Extract the listing in its entirety, keeping each line identical to the original.
[START]
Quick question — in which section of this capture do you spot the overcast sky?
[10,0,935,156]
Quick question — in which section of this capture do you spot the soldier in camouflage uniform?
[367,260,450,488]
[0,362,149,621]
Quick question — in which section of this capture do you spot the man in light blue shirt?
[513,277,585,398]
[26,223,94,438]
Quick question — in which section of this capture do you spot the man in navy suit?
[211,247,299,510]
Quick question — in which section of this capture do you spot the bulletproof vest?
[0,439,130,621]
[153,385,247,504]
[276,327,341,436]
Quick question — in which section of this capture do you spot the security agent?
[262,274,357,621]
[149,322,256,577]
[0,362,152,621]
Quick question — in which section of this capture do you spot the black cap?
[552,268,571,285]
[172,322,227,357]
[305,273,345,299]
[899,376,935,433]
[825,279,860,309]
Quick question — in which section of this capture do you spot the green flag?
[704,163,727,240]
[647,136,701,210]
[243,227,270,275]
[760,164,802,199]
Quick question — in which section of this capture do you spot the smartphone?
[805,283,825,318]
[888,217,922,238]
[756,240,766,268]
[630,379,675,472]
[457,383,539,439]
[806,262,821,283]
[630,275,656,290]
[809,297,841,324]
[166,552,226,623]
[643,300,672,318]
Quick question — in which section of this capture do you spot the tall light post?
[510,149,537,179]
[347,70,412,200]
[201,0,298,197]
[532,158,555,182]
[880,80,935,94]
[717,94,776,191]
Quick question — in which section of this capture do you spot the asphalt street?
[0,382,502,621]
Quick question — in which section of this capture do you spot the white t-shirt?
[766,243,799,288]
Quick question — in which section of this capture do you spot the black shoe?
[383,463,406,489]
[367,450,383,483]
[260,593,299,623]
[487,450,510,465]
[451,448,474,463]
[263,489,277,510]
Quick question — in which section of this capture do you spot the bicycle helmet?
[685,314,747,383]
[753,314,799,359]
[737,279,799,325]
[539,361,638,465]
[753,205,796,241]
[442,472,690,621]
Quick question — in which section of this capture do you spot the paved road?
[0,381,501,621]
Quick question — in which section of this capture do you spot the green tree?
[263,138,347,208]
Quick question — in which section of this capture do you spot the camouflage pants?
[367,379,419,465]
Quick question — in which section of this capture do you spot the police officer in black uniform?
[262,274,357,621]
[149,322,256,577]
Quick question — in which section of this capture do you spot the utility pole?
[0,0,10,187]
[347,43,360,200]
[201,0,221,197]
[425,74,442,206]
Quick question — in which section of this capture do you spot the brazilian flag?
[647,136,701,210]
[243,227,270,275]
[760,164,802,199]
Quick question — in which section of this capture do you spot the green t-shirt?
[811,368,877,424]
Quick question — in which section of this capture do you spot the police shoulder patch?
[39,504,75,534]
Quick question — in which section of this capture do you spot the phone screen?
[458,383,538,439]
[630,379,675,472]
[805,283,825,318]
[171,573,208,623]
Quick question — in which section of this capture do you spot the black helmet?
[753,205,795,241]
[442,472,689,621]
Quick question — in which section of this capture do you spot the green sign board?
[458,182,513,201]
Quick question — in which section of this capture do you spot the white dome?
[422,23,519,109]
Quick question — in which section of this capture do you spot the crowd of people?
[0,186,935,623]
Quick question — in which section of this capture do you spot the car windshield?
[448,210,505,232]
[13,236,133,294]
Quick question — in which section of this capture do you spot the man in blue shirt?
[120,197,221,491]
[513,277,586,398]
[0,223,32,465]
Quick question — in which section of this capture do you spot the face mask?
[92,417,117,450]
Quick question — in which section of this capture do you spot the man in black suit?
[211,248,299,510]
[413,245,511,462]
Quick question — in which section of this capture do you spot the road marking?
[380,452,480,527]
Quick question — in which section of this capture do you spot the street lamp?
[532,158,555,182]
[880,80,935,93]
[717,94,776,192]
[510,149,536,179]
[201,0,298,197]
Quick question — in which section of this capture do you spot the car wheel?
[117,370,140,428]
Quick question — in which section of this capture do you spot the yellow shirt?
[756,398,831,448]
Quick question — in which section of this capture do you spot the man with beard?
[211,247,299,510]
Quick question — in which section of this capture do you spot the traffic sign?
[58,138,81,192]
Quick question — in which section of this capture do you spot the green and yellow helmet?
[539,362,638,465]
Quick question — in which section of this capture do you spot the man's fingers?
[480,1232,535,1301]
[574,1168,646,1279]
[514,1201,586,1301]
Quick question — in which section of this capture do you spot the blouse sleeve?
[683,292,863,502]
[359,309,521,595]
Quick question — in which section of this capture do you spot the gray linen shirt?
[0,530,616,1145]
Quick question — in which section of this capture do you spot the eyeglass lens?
[END]
**OUTPUT:**
Quick question — in which section of this capture do you spot the overcast sky?
[10,0,935,156]
Quick question — in which section of this capture do you spot the soldier in camouflage uniform?
[367,260,450,488]
[0,362,149,621]
Quick question — in which section of this capture do you spot the man in light blue shirt?
[513,277,585,398]
[26,223,94,438]
Quick question — in which section of this capture do you spot the man in navy suit?
[211,247,299,510]
Quick question — in which section of this capture do you spot the bulletproof vest?
[0,439,130,621]
[153,385,247,504]
[276,327,341,436]
Quick question — in which section of this capture do you spot the security agent?
[262,274,357,621]
[149,322,256,577]
[0,362,152,621]
Quick question — in which section of this capture do you spot the black cap?
[552,268,571,285]
[172,322,227,357]
[305,273,345,299]
[899,376,935,433]
[825,279,860,309]
Quick question — in which section of this capture do you spot the green flag?
[704,163,727,240]
[647,136,701,210]
[243,227,270,275]
[760,164,802,199]
Quick question — in which section of this capture do you spot the smartphone?
[805,283,825,318]
[888,217,922,238]
[756,240,766,268]
[630,379,675,472]
[457,383,539,439]
[806,262,821,283]
[630,275,656,290]
[809,297,841,324]
[166,552,226,623]
[643,300,672,318]
Quick question — in which section of this capture do you spot the tall light post?
[510,149,537,179]
[347,70,412,200]
[201,0,298,197]
[532,158,555,182]
[880,80,935,94]
[717,94,776,191]
Quick question — in which section of this capture do you spot the asphalt street?
[0,382,502,621]
Quick question — in which section of this capture do you spot the white t-shirt?
[766,243,799,288]
Quick question — in which section of this capture do you spot the black shoe?
[383,463,406,489]
[367,450,383,483]
[260,593,299,623]
[487,450,510,465]
[451,448,474,463]
[263,489,277,510]
Quick question — in which section of this capture do you spot the bicycle helmet?
[685,314,747,383]
[753,314,799,359]
[737,279,799,325]
[539,361,638,465]
[753,205,796,241]
[442,472,690,621]
Quick question — in which section of this capture do you spot the paved road?
[0,381,501,621]
Quick question — in which section of this capture do you spot the green tree?
[263,138,347,208]
Quick question — in which section of this capture do you spot the camouflage pants?
[367,379,419,465]
Quick question — in which section of this capture do you spot the police officer in black uniform?
[262,274,357,621]
[149,322,256,577]
Quick question — in which section of this capture do you spot the utility pole?
[0,0,10,187]
[347,43,360,200]
[201,0,221,197]
[425,74,442,206]
Quick question — in which section of this capture do you spot the brazilian flag?
[647,136,701,210]
[243,227,270,275]
[760,164,802,199]
Quick question — in which section of this capture do you spot the green t-shirt?
[811,368,877,424]
Quick question — in which section of this capture do you spot the police shoulder patch?
[39,504,75,534]
Quick question — in which section of this capture do you spot the phone screen?
[458,383,538,439]
[630,379,675,472]
[805,283,825,318]
[171,573,208,623]
Quick question — in which section of this capture do you spot the black helmet?
[753,205,795,241]
[442,472,689,621]
Quick question — in which section of this capture do you spot the green sign board?
[458,182,513,201]
Quick question — in which section of this capture do you spot the white dome?
[422,23,519,109]
Quick question — in which section of this capture do you spot the crowd of people?
[0,186,935,623]
Quick question — in which section of this capture do you spot the car windshield?
[448,210,505,232]
[13,236,133,294]
Quick question — in which section of this capture do you spot the man in blue shirt?
[120,197,221,491]
[513,277,586,398]
[0,223,32,465]
Quick question — in which section of this capture do you spot the face mask?
[92,417,117,450]
Quick question — in which section of this capture do you spot the man in black suit?
[211,248,299,510]
[413,245,511,462]
Quick question — in which section of this capture do you spot the road marking?
[380,452,480,527]
Quick question — in which section of this capture do you spot the street lamp?
[532,158,555,182]
[880,80,935,93]
[717,94,776,192]
[510,149,536,179]
[201,0,298,197]
Quick question — in which section of this capture do you spot the car wheel?
[117,370,140,428]
Quick question — in which section of this capture do you spot the yellow shirt?
[756,398,831,448]
Quick question — in which section of this capture do you spot the man with beard?
[211,247,299,510]
Quick question — in which section of this capture do you spot the traffic sign?
[58,138,81,192]
Quick question — in which section of this capture do you spot the green and yellow helmet?
[539,362,638,465]
Quick question — in which section of this capture do you spot the man's fingers?
[480,1232,535,1301]
[574,1168,646,1279]
[514,1201,586,1301]
Quick question — in which section of this capture do you spot the blouse sleeve?
[683,292,863,502]
[359,309,521,595]
Quick question — in which section of this capture do you spot the gray linen shirt?
[0,530,616,1145]
Quick question — in which section of this capture do you spot the eyeglass lens?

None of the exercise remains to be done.